(TASK REQUIREMENTS):
Only one number is wanted here: how many lines of the data hold "instance".
|---|
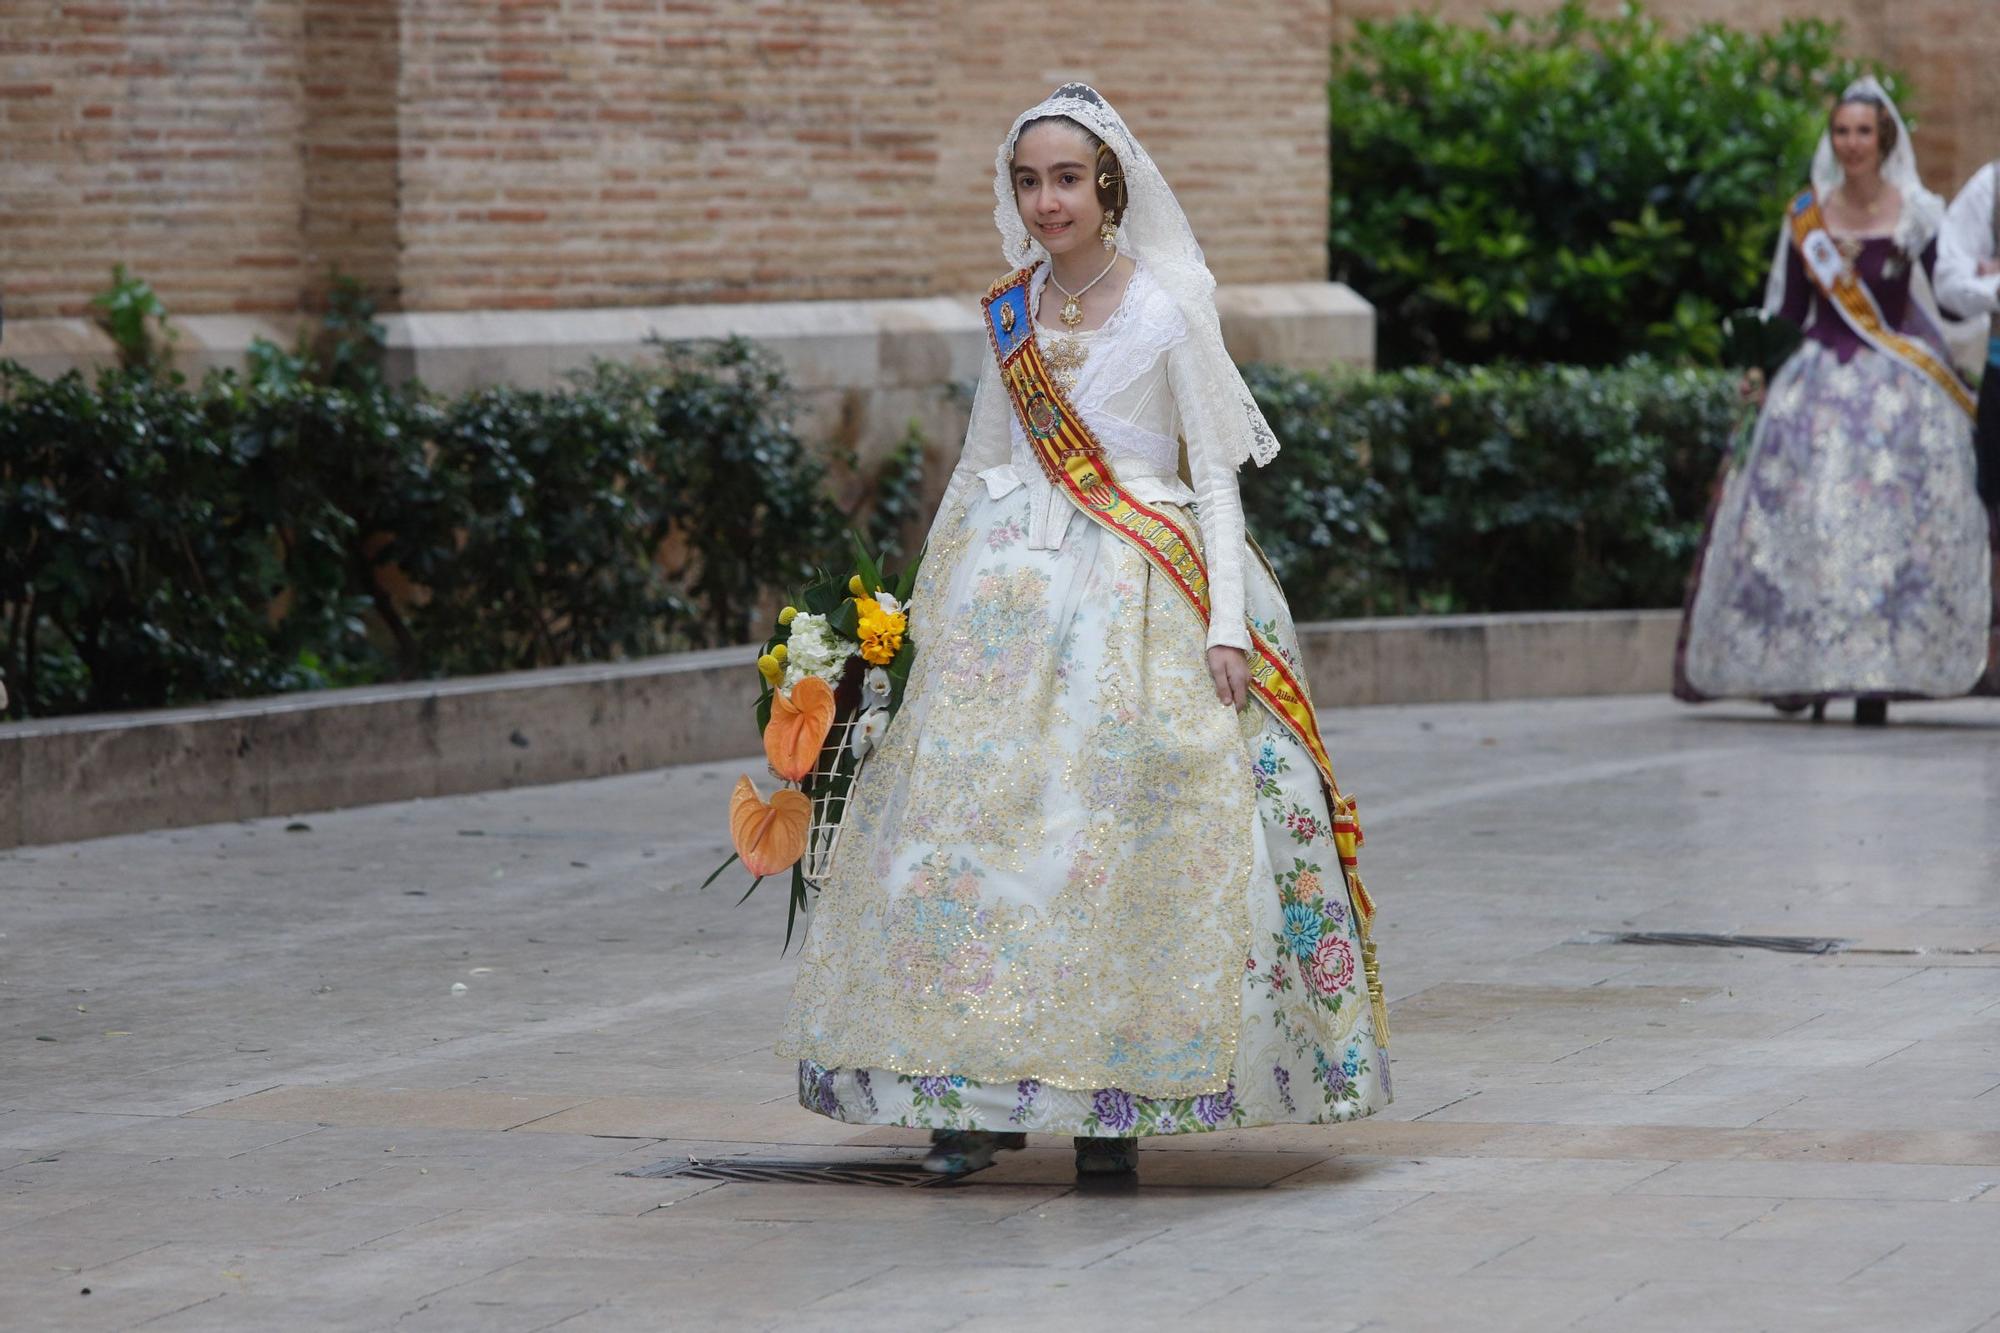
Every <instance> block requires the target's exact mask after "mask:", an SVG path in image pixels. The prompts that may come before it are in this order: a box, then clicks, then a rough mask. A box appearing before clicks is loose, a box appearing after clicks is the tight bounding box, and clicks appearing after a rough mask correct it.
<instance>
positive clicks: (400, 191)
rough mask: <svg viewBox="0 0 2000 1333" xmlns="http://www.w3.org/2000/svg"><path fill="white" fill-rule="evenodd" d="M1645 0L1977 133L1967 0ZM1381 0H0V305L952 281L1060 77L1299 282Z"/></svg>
mask: <svg viewBox="0 0 2000 1333" xmlns="http://www.w3.org/2000/svg"><path fill="white" fill-rule="evenodd" d="M1518 2H1520V4H1522V6H1524V8H1548V4H1552V2H1554V0H1518ZM1658 4H1660V10H1662V12H1666V14H1672V16H1674V18H1676V22H1686V20H1698V18H1724V20H1730V22H1752V24H1754V22H1774V20H1776V18H1780V16H1784V14H1814V16H1822V18H1836V20H1844V22H1846V24H1848V30H1850V42H1852V46H1854V48H1856V50H1858V52H1860V54H1864V56H1870V54H1872V56H1878V58H1884V60H1888V62H1894V64H1898V66H1902V68H1906V70H1910V72H1912V74H1914V76H1916V82H1918V88H1920V96H1918V98H1916V102H1914V108H1912V110H1914V112H1916V114H1918V116H1920V122H1922V124H1920V128H1918V144H1920V148H1922V154H1924V166H1926V174H1928V176H1930V182H1932V184H1934V186H1936V188H1944V190H1948V188H1952V186H1954V184H1956V182H1958V180H1960V178H1962V176H1964V174H1968V172H1970V170H1972V168H1974V166H1976V164H1978V162H1982V160H1984V158H1986V156H1988V154H2000V96H1990V94H1988V84H1986V80H1988V78H1990V76H1988V70H1994V68H2000V26H1994V24H1990V22H1984V24H1982V22H1976V20H1978V14H1976V12H1984V10H1988V8H1990V4H1992V0H1902V4H1898V6H1882V4H1876V0H1658ZM1406 8H1414V6H1412V4H1408V0H1236V2H1232V4H1214V2H1212V0H1102V2H1100V4H1092V6H1046V8H1036V10H1032V12H1028V10H1022V8H1020V6H996V4H976V2H974V0H92V2H68V0H0V298H4V302H6V308H8V314H10V316H14V318H28V316H56V314H82V312H84V310H86V308H88V296H90V292H94V290H98V288H100V286H102V284H104V280H106V274H108V270H110V264H112V262H114V260H122V262H126V264H130V266H132V268H134V270H136V272H140V274H144V276H148V278H150V280H152V282H154V286H156V288H158V290H160V292H162V296H164V298H166V302H168V306H170V308H172V310H176V312H180V314H198V312H284V310H294V308H298V306H300V304H302V302H310V300H312V298H314V296H316V292H318V288H320V286H322V282H324V274H326V270H328V268H330V266H338V268H342V270H344V272H350V274H356V276H360V278H362V280H364V282H366V284H370V286H372V288H374V290H378V292H382V294H384V296H386V298H388V304H390V306H392V308H394V306H402V308H422V310H472V308H494V306H502V308H518V306H596V304H670V302H708V300H786V298H828V296H924V294H938V292H970V290H976V288H980V286H982V284H984V282H986V280H988V278H992V276H994V274H996V272H998V268H1000V256H998V244H996V234H994V230H992V226H990V220H988V216H990V208H992V200H990V170H992V148H994V142H996V140H998V136H1000V132H1002V130H1004V128H1006V122H1008V120H1010V118H1012V116H1014V114H1016V112H1018V110H1020V108H1022V106H1026V104H1030V102H1032V100H1036V98H1040V96H1042V94H1044V92H1046V90H1048V88H1052V86H1054V84H1058V82H1062V80H1068V78H1086V80H1090V82H1094V84H1098V86H1100V88H1102V90H1104V92H1106V96H1110V98H1112V102H1114V104H1118V106H1120V110H1124V114H1126V116H1128V120H1130V122H1132V124H1134V128H1136V132H1138V134H1140V138H1142V140H1144V142H1146V146H1148V148H1150V150H1152V154H1154V156H1156V158H1158V160H1160V164H1162V166H1164V170H1166V172H1168V178H1170V180H1172V182H1174V184H1176V188H1178V190H1180V194H1182V202H1184V204H1186V208H1188V212H1190V216H1192V218H1194V224H1196V230H1198V234H1200V236H1202V242H1204V244H1206V248H1208V254H1210V262H1212V264H1214V268H1216V274H1218V276H1220V278H1222V280H1224V282H1264V280H1312V278H1322V276H1324V252H1322V232H1324V216H1326V160H1324V128H1322V126H1324V116H1326V106H1324V92H1322V88H1324V80H1326V46H1328V40H1330V36H1332V32H1334V30H1336V24H1338V22H1346V20H1352V18H1356V16H1368V14H1384V12H1398V10H1406ZM1440 8H1444V12H1448V14H1454V16H1472V14H1476V12H1480V10H1484V8H1486V2H1484V0H1442V4H1440Z"/></svg>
|---|
(EXERCISE ANSWER):
2